MATERIAL FOR THE TASK:
┌────────

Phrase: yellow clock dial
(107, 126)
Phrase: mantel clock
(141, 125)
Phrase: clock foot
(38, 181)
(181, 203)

└────────

WHAT THE TASK ASKS:
Copy out all of the records above word for word, line by line, with nothing changed.

RESULT:
Phrase: yellow clock dial
(107, 126)
Phrase: mantel clock
(141, 125)
Phrase: clock foot
(38, 181)
(181, 203)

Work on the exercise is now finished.